Beginning with the line that holds "Target: torn sheet metal" and finishing with the line that holds "Target: limestone block", repeat the listing exactly, leaving every picture out.

THE DATA
******************************
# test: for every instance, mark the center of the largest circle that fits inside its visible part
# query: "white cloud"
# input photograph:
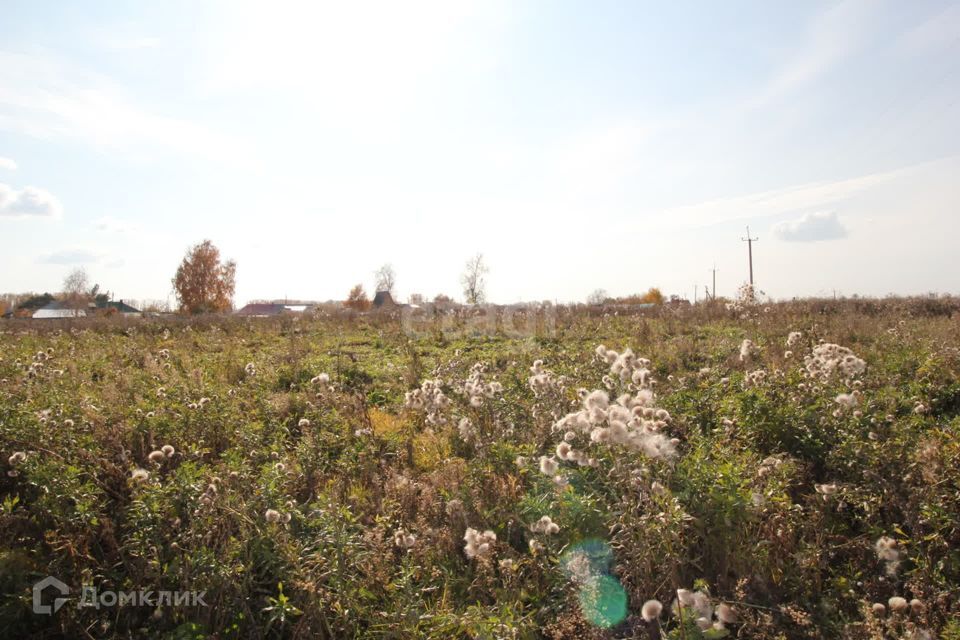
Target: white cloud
(27, 203)
(113, 225)
(352, 59)
(777, 201)
(70, 256)
(834, 34)
(43, 96)
(811, 227)
(934, 34)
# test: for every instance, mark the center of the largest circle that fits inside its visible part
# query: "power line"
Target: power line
(750, 242)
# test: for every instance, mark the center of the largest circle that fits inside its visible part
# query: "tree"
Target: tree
(386, 278)
(653, 295)
(357, 299)
(203, 284)
(474, 286)
(599, 296)
(76, 290)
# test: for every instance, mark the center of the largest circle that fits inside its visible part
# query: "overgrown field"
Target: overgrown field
(341, 478)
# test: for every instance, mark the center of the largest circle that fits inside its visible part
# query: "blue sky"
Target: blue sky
(578, 145)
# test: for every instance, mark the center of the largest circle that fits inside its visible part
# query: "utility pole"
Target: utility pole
(750, 242)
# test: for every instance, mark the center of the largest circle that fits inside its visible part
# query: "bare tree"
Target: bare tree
(386, 278)
(474, 285)
(599, 296)
(357, 299)
(76, 290)
(203, 284)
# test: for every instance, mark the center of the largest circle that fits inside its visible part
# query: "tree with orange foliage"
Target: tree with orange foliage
(203, 284)
(357, 300)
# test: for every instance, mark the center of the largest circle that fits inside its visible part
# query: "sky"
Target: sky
(576, 145)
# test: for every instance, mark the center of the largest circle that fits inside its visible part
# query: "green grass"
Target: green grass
(348, 466)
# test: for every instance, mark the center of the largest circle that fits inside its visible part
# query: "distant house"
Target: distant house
(57, 309)
(120, 307)
(383, 300)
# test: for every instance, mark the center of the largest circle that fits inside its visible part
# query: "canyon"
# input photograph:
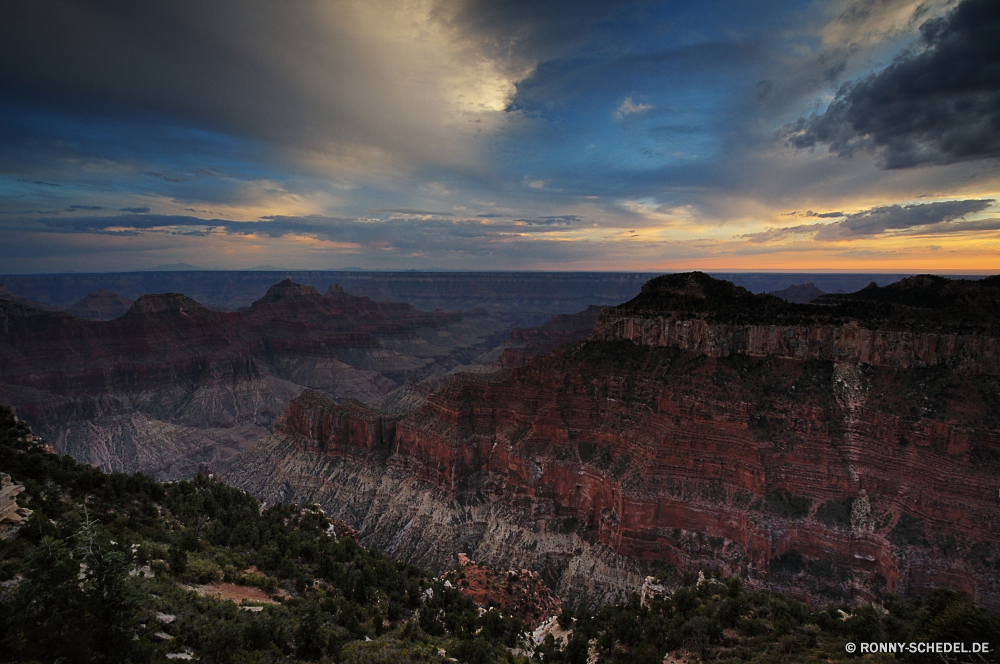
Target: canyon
(831, 451)
(172, 386)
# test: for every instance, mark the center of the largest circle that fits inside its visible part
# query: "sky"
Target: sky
(857, 135)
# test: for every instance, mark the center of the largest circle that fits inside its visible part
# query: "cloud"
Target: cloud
(920, 219)
(342, 83)
(937, 106)
(629, 107)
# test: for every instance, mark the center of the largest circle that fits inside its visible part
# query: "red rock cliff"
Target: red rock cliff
(827, 479)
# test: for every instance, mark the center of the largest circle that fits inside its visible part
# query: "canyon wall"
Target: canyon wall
(818, 474)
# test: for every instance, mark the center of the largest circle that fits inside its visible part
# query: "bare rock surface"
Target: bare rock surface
(831, 474)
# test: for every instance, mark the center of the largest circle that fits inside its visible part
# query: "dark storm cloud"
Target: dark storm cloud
(921, 219)
(938, 106)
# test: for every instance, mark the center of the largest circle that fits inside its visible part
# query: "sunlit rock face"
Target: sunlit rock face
(831, 472)
(171, 386)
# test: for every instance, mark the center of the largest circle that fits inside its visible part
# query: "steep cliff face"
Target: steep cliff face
(100, 305)
(821, 475)
(522, 344)
(172, 385)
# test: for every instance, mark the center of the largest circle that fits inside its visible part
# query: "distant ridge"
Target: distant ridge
(174, 267)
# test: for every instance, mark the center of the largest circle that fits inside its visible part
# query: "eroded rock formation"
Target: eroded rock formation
(828, 453)
(172, 385)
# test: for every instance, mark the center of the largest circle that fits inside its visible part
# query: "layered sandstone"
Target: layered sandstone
(814, 473)
(100, 305)
(670, 312)
(172, 386)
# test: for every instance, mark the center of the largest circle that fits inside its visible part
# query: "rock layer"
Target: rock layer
(172, 385)
(813, 473)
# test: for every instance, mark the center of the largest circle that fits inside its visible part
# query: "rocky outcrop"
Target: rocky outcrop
(522, 344)
(799, 293)
(100, 305)
(677, 311)
(817, 475)
(5, 294)
(172, 386)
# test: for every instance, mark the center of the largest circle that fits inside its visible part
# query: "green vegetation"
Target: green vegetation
(788, 506)
(67, 593)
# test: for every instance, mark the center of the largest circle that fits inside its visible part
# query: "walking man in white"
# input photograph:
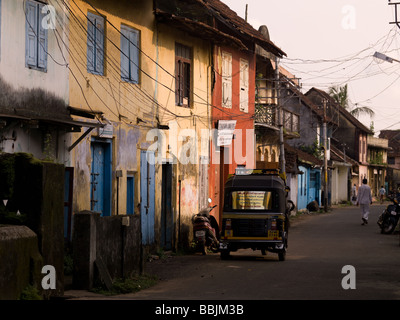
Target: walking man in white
(364, 200)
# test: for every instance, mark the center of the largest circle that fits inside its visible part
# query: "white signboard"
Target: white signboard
(225, 132)
(106, 131)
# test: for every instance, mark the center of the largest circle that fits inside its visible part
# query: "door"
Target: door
(100, 189)
(68, 188)
(147, 195)
(314, 186)
(166, 209)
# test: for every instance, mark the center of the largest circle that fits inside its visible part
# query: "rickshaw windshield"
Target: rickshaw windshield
(253, 200)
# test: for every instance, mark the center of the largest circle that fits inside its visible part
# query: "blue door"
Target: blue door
(166, 207)
(314, 186)
(147, 195)
(100, 178)
(302, 188)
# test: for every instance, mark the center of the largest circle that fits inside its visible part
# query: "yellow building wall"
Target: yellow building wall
(133, 109)
(128, 107)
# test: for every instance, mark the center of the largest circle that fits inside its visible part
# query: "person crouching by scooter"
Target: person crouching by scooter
(364, 200)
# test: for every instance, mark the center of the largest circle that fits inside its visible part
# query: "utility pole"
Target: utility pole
(282, 163)
(325, 160)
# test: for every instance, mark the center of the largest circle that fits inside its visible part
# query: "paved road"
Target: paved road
(319, 246)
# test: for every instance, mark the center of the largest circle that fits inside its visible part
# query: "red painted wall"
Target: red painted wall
(218, 173)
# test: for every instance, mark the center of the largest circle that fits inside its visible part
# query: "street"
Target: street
(319, 247)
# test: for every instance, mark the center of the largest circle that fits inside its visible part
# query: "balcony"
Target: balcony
(266, 114)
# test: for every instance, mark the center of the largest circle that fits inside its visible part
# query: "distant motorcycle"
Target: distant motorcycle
(389, 218)
(205, 231)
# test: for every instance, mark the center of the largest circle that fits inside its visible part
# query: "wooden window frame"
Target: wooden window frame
(183, 78)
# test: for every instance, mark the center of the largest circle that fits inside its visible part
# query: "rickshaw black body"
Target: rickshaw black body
(255, 213)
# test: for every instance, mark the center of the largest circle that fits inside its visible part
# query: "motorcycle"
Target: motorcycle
(205, 231)
(389, 218)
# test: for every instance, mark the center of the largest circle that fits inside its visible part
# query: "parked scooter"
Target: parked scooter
(205, 231)
(389, 218)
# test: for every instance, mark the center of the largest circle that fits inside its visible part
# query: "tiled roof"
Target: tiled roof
(243, 26)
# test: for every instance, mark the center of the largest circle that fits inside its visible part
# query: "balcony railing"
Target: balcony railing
(266, 114)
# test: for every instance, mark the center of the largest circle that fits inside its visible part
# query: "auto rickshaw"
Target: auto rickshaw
(255, 212)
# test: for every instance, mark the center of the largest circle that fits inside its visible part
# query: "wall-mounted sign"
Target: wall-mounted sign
(225, 132)
(106, 131)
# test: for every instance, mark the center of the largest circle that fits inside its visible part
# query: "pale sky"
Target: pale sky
(332, 42)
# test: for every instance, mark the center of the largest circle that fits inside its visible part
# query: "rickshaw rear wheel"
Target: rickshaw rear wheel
(225, 254)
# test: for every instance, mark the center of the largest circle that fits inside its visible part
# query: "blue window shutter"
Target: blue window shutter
(99, 62)
(42, 43)
(134, 56)
(31, 55)
(124, 54)
(91, 42)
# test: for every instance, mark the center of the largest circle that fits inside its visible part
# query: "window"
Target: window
(226, 80)
(129, 54)
(95, 44)
(244, 85)
(183, 63)
(130, 194)
(35, 36)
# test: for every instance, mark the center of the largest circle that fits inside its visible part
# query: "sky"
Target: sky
(331, 43)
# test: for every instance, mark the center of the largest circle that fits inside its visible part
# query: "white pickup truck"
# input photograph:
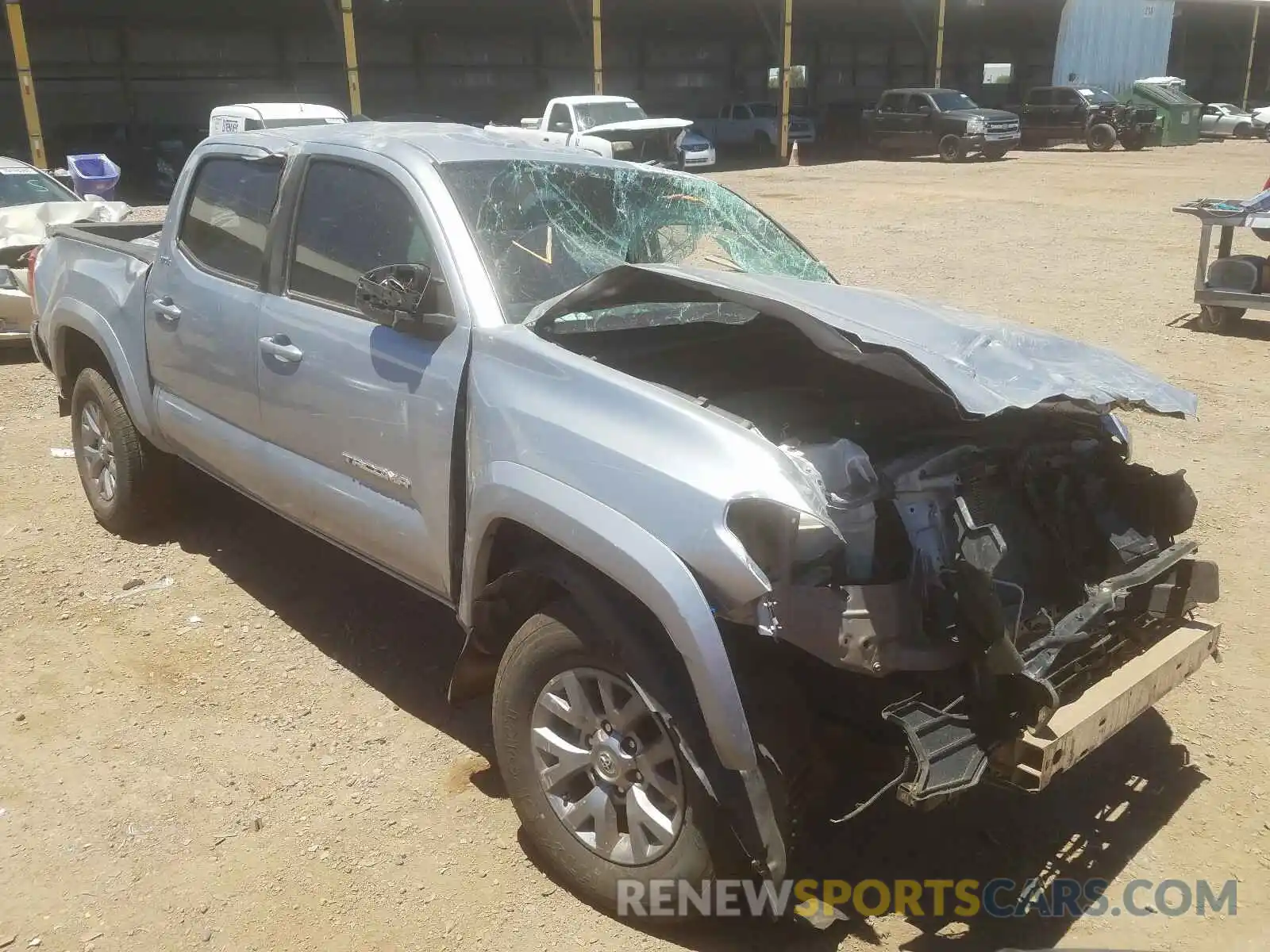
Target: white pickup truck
(613, 127)
(753, 125)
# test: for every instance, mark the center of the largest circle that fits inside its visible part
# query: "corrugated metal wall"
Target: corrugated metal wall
(1113, 42)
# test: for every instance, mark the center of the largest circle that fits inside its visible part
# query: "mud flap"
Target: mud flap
(945, 748)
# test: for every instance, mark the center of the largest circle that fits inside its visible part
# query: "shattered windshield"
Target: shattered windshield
(545, 228)
(591, 114)
(1099, 97)
(948, 102)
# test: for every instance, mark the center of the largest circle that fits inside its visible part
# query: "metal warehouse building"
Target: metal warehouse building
(120, 75)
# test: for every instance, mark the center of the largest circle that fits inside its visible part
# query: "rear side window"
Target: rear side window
(351, 221)
(228, 216)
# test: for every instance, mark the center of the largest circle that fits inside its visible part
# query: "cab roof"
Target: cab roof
(279, 111)
(433, 141)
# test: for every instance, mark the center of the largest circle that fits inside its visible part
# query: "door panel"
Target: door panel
(372, 408)
(203, 300)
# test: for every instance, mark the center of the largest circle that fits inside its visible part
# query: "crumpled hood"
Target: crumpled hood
(639, 126)
(984, 365)
(27, 225)
(983, 113)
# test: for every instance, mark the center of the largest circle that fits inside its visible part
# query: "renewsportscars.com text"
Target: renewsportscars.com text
(963, 899)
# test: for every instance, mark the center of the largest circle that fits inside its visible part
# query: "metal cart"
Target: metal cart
(1221, 310)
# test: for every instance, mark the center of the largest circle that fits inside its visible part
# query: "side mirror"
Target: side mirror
(406, 298)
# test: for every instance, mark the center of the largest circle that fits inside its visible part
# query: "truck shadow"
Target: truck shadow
(1090, 824)
(399, 641)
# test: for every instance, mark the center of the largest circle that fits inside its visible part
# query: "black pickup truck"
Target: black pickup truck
(939, 122)
(1086, 114)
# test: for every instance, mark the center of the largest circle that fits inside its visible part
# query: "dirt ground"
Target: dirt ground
(260, 755)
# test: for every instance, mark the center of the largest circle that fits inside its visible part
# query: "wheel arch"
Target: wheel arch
(82, 338)
(520, 514)
(531, 539)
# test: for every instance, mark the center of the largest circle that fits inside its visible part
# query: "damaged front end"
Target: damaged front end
(978, 568)
(994, 587)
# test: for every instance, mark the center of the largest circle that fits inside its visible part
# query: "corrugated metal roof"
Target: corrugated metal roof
(1111, 44)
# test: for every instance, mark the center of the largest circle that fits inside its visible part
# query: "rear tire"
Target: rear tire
(1100, 137)
(952, 149)
(125, 478)
(562, 653)
(1216, 319)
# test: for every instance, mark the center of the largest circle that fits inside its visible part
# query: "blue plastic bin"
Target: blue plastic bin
(93, 175)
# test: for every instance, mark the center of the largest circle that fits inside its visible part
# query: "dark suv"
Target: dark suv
(1086, 114)
(939, 121)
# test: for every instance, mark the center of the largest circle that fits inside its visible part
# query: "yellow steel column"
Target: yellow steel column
(355, 83)
(1253, 48)
(25, 84)
(939, 46)
(787, 67)
(597, 48)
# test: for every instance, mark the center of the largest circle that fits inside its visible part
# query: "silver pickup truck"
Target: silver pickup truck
(692, 501)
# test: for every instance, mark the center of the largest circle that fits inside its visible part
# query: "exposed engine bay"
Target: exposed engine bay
(986, 570)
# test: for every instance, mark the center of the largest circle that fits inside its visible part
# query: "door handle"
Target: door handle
(285, 352)
(165, 310)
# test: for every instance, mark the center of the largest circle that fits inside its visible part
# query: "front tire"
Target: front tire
(124, 475)
(952, 149)
(600, 785)
(1100, 137)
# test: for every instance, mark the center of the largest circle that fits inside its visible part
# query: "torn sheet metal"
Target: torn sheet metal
(27, 225)
(986, 365)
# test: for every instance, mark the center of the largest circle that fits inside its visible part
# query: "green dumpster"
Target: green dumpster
(1178, 112)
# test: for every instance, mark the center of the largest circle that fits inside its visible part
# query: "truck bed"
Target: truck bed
(114, 236)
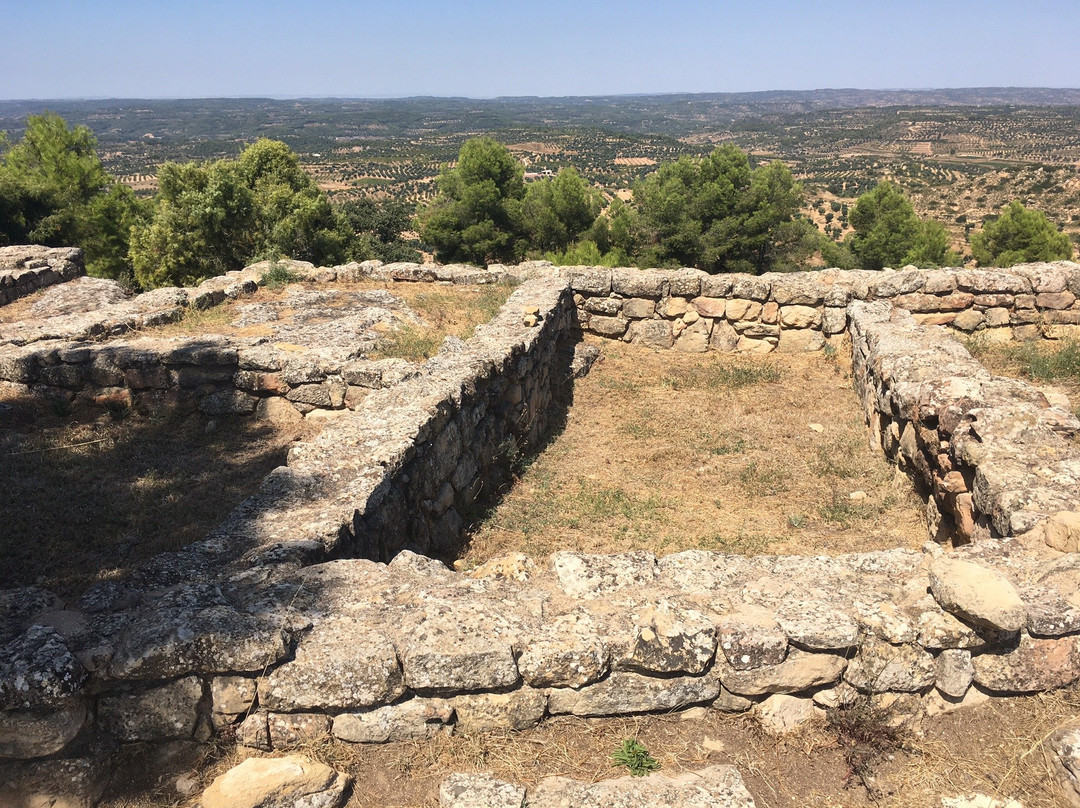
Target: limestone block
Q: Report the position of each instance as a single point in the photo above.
******************************
YOUR SOLUTION
Target: torn sheet metal
(27, 225)
(986, 365)
# test: for every instance, mark the center of the largest circle that fits inside its visible part
# query: "green dumpster"
Target: green dumpster
(1178, 112)
# test: for every instance, mark the center of the largest circle that fits inside its visible part
# query: "truck bed"
Target: truck bed
(114, 236)
Target: limestone block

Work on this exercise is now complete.